| Entries for bounding box labeling |
(begin)
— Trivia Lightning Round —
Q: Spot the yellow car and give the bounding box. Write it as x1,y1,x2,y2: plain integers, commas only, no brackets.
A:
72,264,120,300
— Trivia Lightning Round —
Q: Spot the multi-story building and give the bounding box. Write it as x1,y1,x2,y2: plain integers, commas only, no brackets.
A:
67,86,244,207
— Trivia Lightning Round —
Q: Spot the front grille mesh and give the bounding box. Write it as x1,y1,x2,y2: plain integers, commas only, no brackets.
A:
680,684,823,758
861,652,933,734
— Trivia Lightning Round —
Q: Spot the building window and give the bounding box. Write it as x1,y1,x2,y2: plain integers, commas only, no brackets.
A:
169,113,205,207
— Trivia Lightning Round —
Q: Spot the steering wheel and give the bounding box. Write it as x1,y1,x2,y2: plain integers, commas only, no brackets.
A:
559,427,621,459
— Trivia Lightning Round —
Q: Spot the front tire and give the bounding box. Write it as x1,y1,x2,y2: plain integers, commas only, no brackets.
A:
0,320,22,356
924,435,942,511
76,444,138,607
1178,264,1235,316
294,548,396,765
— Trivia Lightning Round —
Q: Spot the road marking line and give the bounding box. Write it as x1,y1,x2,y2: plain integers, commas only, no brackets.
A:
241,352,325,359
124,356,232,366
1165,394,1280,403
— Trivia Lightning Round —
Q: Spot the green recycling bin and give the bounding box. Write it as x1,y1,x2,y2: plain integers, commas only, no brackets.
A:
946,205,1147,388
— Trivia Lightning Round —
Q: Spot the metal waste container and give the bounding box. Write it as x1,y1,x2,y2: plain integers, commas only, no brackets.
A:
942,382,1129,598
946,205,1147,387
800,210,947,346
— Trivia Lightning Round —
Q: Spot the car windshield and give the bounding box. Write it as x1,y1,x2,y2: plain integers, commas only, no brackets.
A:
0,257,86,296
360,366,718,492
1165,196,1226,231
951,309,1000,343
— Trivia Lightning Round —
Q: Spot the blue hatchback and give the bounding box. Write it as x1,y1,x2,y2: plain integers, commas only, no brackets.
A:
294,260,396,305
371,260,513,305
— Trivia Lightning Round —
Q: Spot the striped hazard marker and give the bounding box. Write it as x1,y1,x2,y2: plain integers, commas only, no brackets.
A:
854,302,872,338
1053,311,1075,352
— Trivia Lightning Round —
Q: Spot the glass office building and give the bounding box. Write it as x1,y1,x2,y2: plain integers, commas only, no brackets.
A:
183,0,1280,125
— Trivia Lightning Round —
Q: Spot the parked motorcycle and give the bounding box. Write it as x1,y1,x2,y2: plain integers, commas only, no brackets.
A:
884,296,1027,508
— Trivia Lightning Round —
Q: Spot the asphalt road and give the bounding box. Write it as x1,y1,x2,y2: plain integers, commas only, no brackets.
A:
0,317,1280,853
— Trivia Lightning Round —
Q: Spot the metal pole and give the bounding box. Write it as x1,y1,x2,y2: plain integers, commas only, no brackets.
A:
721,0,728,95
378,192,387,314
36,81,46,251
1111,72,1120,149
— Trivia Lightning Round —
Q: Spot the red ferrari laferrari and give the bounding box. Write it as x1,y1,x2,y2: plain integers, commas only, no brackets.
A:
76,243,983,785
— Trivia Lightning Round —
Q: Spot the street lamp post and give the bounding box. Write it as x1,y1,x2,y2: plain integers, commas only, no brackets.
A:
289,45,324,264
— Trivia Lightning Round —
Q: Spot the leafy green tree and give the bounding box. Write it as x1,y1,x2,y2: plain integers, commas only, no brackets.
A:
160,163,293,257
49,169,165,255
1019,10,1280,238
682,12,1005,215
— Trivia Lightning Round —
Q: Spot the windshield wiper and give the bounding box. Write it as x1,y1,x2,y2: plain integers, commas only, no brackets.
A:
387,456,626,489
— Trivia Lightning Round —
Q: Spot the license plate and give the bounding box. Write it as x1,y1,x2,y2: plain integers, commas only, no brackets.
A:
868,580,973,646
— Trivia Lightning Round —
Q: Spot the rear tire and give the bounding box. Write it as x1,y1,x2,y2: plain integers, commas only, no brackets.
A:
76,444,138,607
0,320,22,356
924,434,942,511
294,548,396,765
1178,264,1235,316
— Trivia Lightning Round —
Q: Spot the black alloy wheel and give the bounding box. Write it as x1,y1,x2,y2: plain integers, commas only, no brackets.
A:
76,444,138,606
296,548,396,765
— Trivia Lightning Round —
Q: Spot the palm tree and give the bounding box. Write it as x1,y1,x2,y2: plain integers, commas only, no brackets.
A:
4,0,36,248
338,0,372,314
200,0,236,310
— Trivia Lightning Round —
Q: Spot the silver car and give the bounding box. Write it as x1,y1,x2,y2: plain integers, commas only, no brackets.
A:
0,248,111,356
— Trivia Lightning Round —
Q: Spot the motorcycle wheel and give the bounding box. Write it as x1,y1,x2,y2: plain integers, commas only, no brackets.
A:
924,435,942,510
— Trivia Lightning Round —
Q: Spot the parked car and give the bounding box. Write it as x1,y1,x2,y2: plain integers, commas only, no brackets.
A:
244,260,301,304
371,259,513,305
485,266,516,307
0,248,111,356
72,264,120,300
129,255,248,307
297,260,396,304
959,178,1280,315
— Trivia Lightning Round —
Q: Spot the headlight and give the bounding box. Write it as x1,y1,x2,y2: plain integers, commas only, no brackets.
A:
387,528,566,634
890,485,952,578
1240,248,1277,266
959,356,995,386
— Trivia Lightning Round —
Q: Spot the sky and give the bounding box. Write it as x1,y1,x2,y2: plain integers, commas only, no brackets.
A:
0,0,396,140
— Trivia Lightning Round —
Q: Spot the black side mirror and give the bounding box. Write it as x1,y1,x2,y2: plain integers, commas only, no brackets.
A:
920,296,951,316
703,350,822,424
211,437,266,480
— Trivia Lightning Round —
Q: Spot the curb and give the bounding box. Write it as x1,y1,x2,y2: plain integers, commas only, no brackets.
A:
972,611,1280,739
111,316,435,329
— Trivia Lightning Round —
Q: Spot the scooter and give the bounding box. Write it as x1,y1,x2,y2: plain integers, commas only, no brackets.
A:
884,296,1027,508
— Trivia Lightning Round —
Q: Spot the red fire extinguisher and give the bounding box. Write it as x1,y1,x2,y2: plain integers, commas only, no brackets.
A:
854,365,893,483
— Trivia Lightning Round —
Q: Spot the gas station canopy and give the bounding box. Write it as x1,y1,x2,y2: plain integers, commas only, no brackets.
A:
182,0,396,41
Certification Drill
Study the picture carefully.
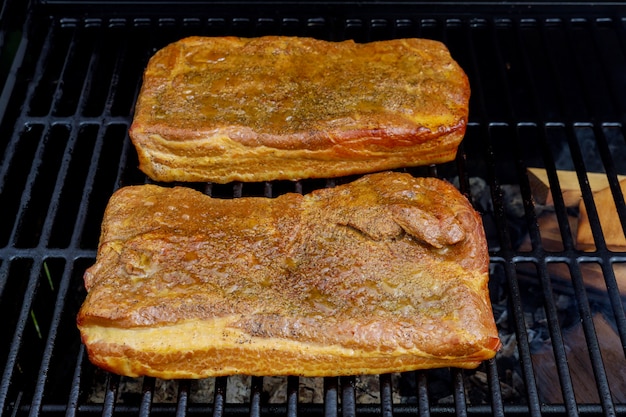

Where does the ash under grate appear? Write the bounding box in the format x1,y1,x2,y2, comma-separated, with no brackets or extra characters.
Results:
0,5,626,417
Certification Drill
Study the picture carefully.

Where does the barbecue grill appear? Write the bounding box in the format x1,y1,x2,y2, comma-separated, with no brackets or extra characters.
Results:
0,0,626,417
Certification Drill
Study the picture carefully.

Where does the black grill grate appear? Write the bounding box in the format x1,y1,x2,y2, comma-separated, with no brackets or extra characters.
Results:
0,2,626,417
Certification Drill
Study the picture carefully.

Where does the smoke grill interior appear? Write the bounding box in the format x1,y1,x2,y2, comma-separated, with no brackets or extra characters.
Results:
0,1,626,417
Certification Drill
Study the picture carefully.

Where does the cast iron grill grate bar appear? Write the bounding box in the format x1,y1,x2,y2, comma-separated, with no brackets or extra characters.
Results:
0,9,626,417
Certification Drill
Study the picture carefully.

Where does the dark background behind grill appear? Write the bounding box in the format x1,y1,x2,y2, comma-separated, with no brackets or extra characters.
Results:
0,2,626,417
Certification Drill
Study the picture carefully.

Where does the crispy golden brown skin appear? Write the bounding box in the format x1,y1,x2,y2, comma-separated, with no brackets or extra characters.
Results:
130,36,470,183
78,172,500,378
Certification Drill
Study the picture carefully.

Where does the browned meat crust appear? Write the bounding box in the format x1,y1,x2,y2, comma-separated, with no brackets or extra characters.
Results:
(end)
| TO BE DONE |
Return each line in the rows above that contains the word "motorcycle".

| CORRECT RESULT |
Q: Spot the parked motorcycle and give the bounding box. Write it as x1,y1,x2,y2: plain integers, commas only, no brackets.
Q: Spot the motorcycle wheel and give the bounding box. Write it as x1,y1,x2,y2: plain integers, commas only, no brackets.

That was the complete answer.